§ **What to do**
Find every line in the records below that contains the word "wooden" and copy each of those lines.

§ **Record set**

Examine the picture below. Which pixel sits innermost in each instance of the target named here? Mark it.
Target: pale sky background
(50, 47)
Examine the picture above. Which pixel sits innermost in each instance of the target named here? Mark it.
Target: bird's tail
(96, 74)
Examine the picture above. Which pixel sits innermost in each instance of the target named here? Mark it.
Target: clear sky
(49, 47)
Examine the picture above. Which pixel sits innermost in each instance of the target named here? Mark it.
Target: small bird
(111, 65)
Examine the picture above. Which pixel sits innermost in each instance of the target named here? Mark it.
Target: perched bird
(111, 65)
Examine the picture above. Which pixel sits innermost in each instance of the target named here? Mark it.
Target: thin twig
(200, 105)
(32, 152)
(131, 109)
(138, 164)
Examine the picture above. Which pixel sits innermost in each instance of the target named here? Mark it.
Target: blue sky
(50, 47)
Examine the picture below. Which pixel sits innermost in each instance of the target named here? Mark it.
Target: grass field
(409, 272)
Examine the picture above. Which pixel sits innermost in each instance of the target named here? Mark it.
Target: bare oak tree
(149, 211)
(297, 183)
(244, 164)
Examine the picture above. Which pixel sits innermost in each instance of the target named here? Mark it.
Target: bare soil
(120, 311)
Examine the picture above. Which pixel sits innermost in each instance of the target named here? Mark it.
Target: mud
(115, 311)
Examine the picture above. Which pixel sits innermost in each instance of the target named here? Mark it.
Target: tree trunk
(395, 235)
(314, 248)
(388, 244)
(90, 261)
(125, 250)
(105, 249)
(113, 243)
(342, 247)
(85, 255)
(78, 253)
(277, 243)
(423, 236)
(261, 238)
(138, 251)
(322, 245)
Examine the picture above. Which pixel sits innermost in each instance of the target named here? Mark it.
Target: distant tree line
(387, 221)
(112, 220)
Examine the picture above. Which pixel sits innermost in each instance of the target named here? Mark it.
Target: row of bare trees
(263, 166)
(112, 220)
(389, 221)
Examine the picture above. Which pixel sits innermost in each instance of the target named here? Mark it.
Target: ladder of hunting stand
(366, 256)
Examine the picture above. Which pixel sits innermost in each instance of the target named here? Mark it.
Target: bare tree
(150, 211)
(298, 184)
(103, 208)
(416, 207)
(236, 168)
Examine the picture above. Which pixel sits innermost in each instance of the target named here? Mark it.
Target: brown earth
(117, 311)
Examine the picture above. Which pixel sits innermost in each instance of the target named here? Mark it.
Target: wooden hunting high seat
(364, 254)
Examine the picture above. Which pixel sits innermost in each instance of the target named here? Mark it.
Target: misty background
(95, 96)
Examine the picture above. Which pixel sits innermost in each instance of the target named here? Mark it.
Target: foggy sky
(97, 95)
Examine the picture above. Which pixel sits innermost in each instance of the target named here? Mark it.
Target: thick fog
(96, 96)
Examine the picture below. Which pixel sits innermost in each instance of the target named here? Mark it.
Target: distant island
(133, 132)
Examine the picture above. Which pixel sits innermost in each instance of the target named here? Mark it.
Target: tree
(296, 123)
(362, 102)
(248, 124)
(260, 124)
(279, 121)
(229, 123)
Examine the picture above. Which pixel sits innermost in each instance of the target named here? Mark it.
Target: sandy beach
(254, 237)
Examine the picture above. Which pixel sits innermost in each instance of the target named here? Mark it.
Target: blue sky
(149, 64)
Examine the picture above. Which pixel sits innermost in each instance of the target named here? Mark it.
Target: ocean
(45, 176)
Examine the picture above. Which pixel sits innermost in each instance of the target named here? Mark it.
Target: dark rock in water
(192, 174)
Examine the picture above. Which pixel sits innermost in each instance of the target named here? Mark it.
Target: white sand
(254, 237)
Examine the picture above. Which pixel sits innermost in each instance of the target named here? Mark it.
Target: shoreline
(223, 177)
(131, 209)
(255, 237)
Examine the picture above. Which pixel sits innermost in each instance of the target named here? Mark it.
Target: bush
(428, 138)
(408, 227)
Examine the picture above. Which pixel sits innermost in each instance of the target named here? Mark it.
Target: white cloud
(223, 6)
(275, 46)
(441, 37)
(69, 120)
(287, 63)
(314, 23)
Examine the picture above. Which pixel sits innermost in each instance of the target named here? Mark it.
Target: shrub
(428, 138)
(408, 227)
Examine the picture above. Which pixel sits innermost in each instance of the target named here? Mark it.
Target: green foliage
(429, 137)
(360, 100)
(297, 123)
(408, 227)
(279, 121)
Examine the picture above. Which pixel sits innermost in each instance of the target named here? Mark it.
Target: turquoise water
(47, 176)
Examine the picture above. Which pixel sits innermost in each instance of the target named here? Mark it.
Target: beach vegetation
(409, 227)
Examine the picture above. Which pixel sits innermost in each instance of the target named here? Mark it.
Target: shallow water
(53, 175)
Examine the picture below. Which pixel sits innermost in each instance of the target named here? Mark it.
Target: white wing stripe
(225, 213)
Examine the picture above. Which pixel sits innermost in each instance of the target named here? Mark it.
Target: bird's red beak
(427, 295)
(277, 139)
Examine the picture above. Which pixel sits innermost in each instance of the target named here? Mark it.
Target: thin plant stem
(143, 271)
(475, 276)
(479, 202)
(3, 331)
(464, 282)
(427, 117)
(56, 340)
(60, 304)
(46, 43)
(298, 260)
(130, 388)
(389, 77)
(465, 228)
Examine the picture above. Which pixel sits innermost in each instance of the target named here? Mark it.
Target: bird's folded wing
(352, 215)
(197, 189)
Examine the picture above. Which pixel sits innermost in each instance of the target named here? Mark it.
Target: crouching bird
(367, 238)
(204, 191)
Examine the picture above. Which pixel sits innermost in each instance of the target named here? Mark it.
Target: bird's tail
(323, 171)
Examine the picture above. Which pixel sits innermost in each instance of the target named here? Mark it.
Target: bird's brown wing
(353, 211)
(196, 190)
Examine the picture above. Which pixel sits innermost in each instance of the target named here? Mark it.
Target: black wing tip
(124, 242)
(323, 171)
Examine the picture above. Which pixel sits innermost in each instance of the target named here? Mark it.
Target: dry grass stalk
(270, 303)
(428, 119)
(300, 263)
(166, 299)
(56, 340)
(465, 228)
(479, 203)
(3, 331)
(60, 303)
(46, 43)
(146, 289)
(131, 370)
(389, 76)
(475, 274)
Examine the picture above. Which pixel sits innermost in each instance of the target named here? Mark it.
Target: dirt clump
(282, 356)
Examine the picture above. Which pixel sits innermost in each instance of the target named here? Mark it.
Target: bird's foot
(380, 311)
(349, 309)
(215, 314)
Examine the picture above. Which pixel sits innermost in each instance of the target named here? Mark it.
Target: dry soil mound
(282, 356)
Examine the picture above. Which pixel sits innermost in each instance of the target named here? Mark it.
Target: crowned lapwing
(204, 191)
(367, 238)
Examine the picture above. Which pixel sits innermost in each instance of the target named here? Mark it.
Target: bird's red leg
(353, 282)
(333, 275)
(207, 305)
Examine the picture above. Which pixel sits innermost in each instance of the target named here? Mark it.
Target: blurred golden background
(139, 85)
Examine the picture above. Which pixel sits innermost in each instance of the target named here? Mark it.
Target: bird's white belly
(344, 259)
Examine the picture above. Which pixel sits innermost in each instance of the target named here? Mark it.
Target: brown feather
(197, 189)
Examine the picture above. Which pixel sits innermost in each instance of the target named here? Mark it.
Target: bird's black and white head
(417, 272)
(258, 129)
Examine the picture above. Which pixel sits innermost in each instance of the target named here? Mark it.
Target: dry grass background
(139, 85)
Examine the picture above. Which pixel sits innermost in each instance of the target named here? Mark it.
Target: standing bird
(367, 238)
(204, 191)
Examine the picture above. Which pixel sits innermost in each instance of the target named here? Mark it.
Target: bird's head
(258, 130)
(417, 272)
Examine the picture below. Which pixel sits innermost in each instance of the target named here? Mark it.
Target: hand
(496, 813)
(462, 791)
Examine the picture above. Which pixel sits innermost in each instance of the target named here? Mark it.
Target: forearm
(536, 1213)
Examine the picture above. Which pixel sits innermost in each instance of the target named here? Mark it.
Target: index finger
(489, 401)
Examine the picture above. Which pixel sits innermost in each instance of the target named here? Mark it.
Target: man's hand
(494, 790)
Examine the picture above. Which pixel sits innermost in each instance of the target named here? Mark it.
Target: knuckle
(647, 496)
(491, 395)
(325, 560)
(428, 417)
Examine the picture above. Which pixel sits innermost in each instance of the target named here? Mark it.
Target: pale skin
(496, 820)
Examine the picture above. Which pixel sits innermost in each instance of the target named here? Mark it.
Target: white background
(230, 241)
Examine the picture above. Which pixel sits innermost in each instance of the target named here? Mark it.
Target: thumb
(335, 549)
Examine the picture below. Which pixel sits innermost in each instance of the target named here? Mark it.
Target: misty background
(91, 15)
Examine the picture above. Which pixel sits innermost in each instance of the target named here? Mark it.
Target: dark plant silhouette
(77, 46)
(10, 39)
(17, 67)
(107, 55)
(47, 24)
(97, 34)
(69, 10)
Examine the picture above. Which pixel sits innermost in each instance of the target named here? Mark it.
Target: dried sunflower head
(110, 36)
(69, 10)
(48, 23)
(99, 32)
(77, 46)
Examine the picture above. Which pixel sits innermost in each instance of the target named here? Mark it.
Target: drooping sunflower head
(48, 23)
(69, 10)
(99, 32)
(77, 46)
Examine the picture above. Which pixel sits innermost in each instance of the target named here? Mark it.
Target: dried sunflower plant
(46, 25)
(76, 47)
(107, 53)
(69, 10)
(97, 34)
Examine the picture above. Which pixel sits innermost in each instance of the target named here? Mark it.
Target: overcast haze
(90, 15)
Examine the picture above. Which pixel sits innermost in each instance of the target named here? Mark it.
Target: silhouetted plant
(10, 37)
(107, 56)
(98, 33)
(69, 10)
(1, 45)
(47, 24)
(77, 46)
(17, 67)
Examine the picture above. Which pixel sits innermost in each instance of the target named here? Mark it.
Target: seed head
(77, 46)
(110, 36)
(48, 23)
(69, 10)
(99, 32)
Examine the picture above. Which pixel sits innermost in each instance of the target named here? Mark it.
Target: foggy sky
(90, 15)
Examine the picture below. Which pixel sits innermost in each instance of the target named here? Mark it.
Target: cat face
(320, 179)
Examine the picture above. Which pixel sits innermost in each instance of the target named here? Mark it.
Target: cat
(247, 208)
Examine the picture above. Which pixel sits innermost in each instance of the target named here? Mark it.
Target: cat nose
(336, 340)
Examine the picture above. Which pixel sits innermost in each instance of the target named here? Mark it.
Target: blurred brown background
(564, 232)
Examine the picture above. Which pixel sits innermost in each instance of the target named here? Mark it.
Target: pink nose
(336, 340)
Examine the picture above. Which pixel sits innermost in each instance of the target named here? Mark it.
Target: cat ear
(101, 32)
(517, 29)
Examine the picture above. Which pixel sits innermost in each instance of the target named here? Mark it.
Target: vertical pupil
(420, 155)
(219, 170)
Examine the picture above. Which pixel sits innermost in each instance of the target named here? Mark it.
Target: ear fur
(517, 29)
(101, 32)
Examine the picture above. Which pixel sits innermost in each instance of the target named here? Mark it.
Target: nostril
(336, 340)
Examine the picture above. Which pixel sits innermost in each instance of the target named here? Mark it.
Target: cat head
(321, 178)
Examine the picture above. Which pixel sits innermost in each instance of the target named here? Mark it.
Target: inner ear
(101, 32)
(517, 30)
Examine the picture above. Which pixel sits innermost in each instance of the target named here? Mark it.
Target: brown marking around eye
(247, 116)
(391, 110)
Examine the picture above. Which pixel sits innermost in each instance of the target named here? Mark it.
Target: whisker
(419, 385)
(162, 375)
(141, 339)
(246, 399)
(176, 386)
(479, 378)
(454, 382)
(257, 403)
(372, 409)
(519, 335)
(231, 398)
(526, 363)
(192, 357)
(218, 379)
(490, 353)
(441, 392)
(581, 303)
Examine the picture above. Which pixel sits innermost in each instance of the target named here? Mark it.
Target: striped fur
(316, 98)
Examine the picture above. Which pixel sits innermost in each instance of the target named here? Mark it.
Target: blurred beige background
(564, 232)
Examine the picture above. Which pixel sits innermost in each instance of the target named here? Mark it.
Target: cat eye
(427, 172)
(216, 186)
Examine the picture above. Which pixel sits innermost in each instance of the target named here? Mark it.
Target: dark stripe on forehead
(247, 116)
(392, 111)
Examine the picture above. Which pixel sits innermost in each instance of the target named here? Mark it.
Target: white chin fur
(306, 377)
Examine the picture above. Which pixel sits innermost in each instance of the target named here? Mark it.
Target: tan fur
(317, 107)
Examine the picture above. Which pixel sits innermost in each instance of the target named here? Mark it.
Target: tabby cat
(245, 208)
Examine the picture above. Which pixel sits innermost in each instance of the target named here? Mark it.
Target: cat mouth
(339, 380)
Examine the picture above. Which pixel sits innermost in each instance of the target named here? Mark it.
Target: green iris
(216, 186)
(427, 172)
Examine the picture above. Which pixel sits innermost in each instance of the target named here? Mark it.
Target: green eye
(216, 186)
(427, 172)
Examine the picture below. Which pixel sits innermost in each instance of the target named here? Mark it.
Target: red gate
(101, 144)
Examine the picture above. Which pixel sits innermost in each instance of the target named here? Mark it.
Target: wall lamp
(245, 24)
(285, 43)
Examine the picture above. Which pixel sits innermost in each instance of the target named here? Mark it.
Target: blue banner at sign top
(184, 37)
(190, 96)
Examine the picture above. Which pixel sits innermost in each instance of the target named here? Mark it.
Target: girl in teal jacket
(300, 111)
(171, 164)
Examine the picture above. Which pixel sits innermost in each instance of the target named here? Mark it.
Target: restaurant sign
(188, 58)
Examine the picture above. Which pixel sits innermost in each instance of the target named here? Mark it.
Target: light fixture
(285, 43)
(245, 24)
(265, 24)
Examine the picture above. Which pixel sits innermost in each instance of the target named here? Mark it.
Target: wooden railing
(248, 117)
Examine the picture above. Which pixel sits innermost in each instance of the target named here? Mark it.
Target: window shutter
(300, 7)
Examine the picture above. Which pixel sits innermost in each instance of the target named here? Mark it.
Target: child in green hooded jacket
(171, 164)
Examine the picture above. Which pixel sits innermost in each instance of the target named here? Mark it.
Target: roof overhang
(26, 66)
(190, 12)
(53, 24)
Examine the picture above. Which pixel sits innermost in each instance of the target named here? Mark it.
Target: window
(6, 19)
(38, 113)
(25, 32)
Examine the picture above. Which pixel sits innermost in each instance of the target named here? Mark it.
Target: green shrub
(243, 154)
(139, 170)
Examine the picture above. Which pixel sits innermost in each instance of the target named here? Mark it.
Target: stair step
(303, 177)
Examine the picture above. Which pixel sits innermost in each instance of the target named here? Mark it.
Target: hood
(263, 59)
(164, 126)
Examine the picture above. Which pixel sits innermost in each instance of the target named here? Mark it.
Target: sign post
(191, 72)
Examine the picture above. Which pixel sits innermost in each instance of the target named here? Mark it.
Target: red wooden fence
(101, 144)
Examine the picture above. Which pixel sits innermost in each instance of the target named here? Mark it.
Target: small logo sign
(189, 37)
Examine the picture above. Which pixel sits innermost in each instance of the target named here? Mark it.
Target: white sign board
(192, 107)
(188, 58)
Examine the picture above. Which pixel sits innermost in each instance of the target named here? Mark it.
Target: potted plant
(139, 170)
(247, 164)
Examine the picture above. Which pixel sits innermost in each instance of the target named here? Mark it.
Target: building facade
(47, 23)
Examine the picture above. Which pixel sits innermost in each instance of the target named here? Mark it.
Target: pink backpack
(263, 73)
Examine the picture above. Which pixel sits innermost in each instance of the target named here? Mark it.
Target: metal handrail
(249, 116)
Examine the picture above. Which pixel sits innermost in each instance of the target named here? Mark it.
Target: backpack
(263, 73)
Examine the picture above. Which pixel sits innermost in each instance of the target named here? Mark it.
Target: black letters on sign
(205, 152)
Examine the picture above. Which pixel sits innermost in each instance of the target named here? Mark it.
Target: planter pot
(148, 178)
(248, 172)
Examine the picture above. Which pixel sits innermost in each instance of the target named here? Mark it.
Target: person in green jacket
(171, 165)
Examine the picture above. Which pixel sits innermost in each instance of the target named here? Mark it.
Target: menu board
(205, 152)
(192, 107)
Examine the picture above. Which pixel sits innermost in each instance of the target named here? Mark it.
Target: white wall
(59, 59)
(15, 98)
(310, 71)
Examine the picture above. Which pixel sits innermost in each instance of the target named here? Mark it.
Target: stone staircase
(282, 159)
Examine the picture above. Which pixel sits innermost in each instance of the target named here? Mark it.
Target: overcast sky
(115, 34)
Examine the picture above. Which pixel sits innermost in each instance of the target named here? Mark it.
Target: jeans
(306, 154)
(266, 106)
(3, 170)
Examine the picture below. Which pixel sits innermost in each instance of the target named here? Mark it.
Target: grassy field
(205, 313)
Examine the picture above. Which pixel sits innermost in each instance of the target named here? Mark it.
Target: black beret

§ **Answer in full**
Target: wooden hunting high seat
Target: wooden railing
Target: red wooden fence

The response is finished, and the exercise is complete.